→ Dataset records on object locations
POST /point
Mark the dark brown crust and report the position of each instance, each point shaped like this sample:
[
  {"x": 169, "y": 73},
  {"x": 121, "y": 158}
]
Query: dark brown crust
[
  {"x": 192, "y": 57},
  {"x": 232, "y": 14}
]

→ TASK TO CARRY OUT
Reproduce every line of the records above, requests included, but multiply each x and y coordinate in the answers by 2.1 and round the result to the nearest whole number, rounding halves up. Leave the coordinates in the requests and their format samples unchanged.

→ THE RESULT
POST /point
Mark the dark brown crust and report the position of each instance, each point shaped like this sample:
[
  {"x": 169, "y": 73},
  {"x": 121, "y": 158}
]
Query: dark brown crust
[
  {"x": 403, "y": 120},
  {"x": 487, "y": 29}
]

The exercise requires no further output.